Every record here should be printed again exactly.

[Point placement records]
## START

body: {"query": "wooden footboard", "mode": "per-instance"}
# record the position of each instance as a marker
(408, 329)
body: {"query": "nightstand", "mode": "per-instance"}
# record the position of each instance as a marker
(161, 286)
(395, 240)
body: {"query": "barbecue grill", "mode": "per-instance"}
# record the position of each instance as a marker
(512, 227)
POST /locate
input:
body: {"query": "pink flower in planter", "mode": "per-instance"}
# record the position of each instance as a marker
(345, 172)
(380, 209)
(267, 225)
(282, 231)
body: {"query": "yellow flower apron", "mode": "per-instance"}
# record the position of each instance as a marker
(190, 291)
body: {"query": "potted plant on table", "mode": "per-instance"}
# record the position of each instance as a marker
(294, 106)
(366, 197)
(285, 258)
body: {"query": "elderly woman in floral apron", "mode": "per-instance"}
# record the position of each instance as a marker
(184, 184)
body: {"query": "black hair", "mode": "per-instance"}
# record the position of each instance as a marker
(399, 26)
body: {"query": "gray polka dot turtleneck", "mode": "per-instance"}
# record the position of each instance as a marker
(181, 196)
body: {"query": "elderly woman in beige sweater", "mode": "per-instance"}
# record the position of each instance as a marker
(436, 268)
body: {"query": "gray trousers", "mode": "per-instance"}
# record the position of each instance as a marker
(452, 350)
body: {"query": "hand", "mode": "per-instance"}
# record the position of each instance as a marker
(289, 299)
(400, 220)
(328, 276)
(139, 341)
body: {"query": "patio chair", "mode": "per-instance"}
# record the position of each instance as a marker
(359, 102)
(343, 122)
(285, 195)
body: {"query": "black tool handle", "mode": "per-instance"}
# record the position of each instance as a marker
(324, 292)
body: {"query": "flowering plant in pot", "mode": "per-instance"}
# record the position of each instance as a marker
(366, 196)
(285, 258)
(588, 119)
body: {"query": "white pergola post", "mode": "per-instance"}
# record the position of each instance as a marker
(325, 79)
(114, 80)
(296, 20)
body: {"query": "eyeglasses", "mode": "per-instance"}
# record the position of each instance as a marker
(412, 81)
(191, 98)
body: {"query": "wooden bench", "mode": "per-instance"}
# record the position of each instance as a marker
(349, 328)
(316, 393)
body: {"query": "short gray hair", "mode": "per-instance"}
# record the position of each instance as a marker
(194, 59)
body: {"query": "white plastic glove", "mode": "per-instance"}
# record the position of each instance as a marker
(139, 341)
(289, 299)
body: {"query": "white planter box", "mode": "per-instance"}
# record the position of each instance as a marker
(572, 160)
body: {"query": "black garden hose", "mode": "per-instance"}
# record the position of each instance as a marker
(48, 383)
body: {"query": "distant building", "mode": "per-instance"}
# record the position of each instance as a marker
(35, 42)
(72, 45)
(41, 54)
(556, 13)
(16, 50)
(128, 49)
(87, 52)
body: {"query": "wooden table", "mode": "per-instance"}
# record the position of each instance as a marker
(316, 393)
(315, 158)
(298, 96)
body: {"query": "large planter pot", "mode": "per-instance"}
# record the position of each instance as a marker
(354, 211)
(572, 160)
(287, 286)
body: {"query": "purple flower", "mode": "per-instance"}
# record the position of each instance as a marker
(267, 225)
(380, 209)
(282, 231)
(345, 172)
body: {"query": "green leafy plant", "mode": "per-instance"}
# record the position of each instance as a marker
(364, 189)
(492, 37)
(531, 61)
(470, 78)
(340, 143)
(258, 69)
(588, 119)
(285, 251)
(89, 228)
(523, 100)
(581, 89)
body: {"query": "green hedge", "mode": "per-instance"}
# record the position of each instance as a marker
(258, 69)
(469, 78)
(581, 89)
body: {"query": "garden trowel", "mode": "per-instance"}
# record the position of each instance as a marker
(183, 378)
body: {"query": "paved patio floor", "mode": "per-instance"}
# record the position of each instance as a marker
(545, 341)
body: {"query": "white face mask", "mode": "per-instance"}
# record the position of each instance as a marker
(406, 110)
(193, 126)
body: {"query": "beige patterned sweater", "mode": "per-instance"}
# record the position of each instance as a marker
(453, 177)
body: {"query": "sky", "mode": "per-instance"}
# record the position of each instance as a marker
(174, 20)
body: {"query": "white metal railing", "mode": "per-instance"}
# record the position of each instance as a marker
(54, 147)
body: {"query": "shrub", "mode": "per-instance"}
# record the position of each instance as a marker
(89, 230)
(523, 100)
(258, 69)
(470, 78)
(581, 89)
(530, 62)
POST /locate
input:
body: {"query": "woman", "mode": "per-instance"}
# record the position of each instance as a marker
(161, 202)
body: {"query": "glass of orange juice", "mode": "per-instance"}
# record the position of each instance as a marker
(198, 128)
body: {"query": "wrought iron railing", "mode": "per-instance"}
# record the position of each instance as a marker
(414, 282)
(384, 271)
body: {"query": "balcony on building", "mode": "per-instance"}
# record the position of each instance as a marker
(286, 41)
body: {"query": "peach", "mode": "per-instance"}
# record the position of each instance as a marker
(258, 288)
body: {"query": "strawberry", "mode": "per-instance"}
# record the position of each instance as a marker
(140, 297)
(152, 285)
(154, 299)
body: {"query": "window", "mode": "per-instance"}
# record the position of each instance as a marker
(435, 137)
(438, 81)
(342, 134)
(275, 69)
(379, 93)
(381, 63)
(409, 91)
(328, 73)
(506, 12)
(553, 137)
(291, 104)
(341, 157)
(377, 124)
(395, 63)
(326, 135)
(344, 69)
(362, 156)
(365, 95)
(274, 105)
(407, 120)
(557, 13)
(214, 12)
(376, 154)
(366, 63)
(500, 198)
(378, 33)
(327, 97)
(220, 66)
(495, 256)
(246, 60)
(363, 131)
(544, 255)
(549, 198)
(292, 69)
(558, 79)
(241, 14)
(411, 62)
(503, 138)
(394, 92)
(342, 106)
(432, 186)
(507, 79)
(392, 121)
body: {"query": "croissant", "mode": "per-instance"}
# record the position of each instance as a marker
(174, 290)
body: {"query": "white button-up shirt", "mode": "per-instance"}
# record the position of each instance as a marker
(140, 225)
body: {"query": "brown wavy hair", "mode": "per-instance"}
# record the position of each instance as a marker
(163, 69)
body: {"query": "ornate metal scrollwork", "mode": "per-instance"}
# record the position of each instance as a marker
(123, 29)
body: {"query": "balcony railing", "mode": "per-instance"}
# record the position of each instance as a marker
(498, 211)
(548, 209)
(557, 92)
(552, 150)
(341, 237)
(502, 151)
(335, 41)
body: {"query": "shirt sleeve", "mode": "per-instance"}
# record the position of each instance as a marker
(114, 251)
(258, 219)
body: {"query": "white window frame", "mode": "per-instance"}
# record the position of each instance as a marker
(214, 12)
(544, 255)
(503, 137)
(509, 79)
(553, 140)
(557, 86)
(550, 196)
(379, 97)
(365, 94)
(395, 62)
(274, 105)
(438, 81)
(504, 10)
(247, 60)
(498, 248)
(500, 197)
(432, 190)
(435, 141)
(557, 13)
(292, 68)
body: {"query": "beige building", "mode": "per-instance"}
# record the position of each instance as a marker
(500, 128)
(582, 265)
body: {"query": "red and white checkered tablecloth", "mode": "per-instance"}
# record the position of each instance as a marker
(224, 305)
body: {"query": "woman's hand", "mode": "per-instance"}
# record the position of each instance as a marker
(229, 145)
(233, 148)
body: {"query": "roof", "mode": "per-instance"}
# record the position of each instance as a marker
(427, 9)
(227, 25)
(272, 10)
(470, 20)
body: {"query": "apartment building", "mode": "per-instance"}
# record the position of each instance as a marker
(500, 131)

## END

### PROBLEM SOLUTION
body: {"query": "wooden footboard", "mode": "per-instance"}
# record the position of each instance as a marker
(408, 329)
body: {"query": "nightstand", "mode": "per-instance"}
# record the position of each instance as a marker
(161, 286)
(395, 240)
body: {"query": "barbecue grill", "mode": "per-instance"}
# record the position of each instance as a marker
(512, 227)
POST /locate
input:
body: {"query": "pink flower in planter", "mode": "per-instance"}
# record the position of each instance as a marker
(345, 172)
(380, 209)
(267, 225)
(282, 231)
body: {"query": "yellow flower apron", "mode": "per-instance"}
# record the position of each instance as a marker
(190, 291)
body: {"query": "potted plant on table", "mode": "per-instance"}
# record the position of each instance as a marker
(294, 106)
(366, 197)
(285, 258)
body: {"query": "elderly woman in floral apron", "mode": "per-instance"}
# record the position of each instance as a marker
(184, 184)
body: {"query": "black hair", "mode": "per-instance"}
# record the position of each instance as a marker
(399, 26)
body: {"query": "gray polka dot turtleneck", "mode": "per-instance"}
# record the position of each instance as a marker
(181, 196)
body: {"query": "elderly woman in beige sweater", "mode": "per-instance"}
# record the position of each instance as a marker
(436, 268)
body: {"query": "gray trousers", "mode": "per-instance"}
# record the position of each instance as a marker
(452, 350)
body: {"query": "hand", "mode": "per-instance"}
# record the position of each instance as a marker
(289, 299)
(400, 220)
(328, 276)
(139, 341)
body: {"query": "patio chair", "mode": "per-instance"}
# record the position of each instance as a marker
(359, 102)
(343, 122)
(285, 195)
body: {"query": "black tool handle", "mode": "per-instance"}
# record the position of each instance as a marker
(324, 292)
body: {"query": "flowering plant in pot", "mode": "per-instance"}
# record the position of each instance as a marker
(366, 196)
(285, 258)
(588, 119)
body: {"query": "white pergola post", "mode": "per-instance"}
# record the position of each instance as a marker
(325, 79)
(114, 80)
(296, 20)
body: {"query": "eyeglasses", "mode": "per-instance"}
# record the position of each instance as a marker
(412, 81)
(191, 98)
body: {"query": "wooden bench", "mode": "per-instance"}
# record the position of each instance as a marker
(349, 328)
(316, 393)
body: {"query": "short gray hair", "mode": "per-instance"}
# record the position of each instance as a marker
(194, 59)
body: {"query": "white plastic glove", "mode": "per-instance"}
# record the position of each instance as a marker
(139, 341)
(289, 299)
body: {"query": "white planter box", "mode": "per-instance"}
# record the position of each instance as a marker
(572, 160)
body: {"query": "black garden hose", "mode": "per-instance"}
# record the position of each instance as a marker
(48, 383)
body: {"query": "distant building", "mode": "per-instance"}
# record the position of each instance as a marker
(35, 42)
(72, 45)
(41, 54)
(556, 13)
(16, 50)
(128, 49)
(87, 52)
body: {"query": "wooden table", "mode": "per-instance"}
# record the position of each instance as a marker
(316, 393)
(315, 158)
(298, 96)
body: {"query": "large planter pot", "mode": "per-instance"}
# record the position of each instance as a marker
(354, 211)
(572, 160)
(287, 286)
body: {"query": "purple flower", "mode": "per-instance"}
# record the position of each instance as a marker
(267, 225)
(380, 209)
(282, 231)
(345, 172)
body: {"query": "green leafy plant", "mode": "per-instance"}
# record the position of each instance as a marker
(364, 189)
(492, 37)
(531, 61)
(470, 78)
(340, 143)
(258, 69)
(588, 119)
(285, 251)
(89, 228)
(523, 100)
(581, 89)
body: {"query": "green hedge", "mode": "per-instance"}
# record the position of each instance as a marker
(258, 69)
(469, 78)
(581, 89)
body: {"query": "garden trowel", "mode": "per-instance"}
# record the position of each instance as a marker
(183, 378)
body: {"query": "paved patio floor", "mode": "per-instance"}
# record the position of each instance as a marker
(545, 341)
body: {"query": "white face mask", "mode": "per-instance"}
# record the position of each instance as a marker
(406, 110)
(193, 126)
body: {"query": "beige patterned sweater", "mode": "per-instance"}
# record the position of each instance as a marker
(453, 177)
body: {"query": "sky", "mode": "per-instance"}
# record the position of each instance as a marker
(174, 20)
body: {"query": "white metal railing", "mode": "per-instance"}
# record the position of each instance as a marker
(54, 147)
body: {"query": "shrub", "mode": "per-instance"}
# record the position of each instance as a marker
(89, 230)
(523, 100)
(258, 69)
(470, 78)
(581, 89)
(530, 62)
POST /locate
input:
body: {"query": "woman", "mode": "per-instance"}
# record the position of each instance as a marker
(161, 202)
body: {"query": "glass of orange juice", "mode": "per-instance"}
# record the position of each instance as a marker
(198, 128)
body: {"query": "wrought iron railing", "mode": "per-instance"}
# record the position of each instance as a marker
(414, 282)
(384, 271)
body: {"query": "balcony on building", "mode": "per-instance"}
# record the position of each instance as a marker
(286, 41)
body: {"query": "peach", "mode": "per-instance"}
# record the position of each instance as a marker
(258, 288)
body: {"query": "strawberry", "mode": "per-instance"}
# record the position of each instance as a marker
(140, 297)
(152, 285)
(154, 299)
body: {"query": "window", "mode": "per-instance"}
# record the position of each instance as a marker
(435, 137)
(438, 81)
(342, 134)
(275, 69)
(379, 93)
(381, 63)
(409, 91)
(328, 73)
(506, 12)
(553, 137)
(291, 104)
(341, 157)
(377, 124)
(395, 63)
(326, 135)
(344, 69)
(362, 156)
(365, 95)
(274, 105)
(407, 120)
(557, 13)
(214, 12)
(376, 154)
(366, 63)
(500, 198)
(378, 33)
(327, 97)
(220, 66)
(495, 256)
(246, 60)
(363, 131)
(544, 255)
(549, 198)
(292, 69)
(558, 79)
(241, 14)
(411, 62)
(503, 138)
(394, 92)
(342, 106)
(432, 186)
(507, 79)
(392, 121)
body: {"query": "croissant", "mode": "per-instance"}
# record the position of each instance as a marker
(174, 290)
body: {"query": "white button-up shirt", "mode": "per-instance"}
# record the position of each instance as a marker
(140, 225)
body: {"query": "brown wavy hair", "mode": "per-instance"}
# record the position of each instance as a marker
(163, 69)
body: {"query": "ornate metal scrollwork", "mode": "per-instance"}
# record the position of each instance as a marker
(123, 29)
body: {"query": "balcony railing", "mode": "per-instance"}
# record the position of each instance as a marker
(498, 211)
(548, 209)
(557, 92)
(552, 150)
(341, 237)
(502, 151)
(335, 41)
body: {"query": "shirt sleeve", "mode": "per-instance"}
# record the position of each instance as a marker
(114, 251)
(258, 219)
body: {"query": "white window frame", "mode": "per-instance"}
# record the position of each instance as a marker
(214, 12)
(544, 255)
(503, 137)
(509, 79)
(553, 140)
(557, 86)
(550, 196)
(379, 97)
(365, 94)
(395, 62)
(274, 105)
(438, 81)
(504, 10)
(247, 60)
(498, 248)
(500, 197)
(432, 190)
(435, 141)
(557, 13)
(292, 68)
body: {"query": "beige building", "mode": "per-instance"}
# record the position of each instance as a marker
(500, 128)
(582, 265)
body: {"query": "red and white checkered tablecloth", "mode": "per-instance"}
# record the position of each instance as a marker
(224, 305)
body: {"query": "woman's hand", "mode": "per-instance"}
# record the position of each instance as a marker
(229, 145)
(233, 148)
body: {"query": "roof", "mode": "per-instance"}
# record the position of each instance as a marker
(427, 9)
(227, 25)
(272, 10)
(470, 20)
body: {"query": "apartment building", "mode": "per-instance"}
# record the position of each instance as a marker
(500, 131)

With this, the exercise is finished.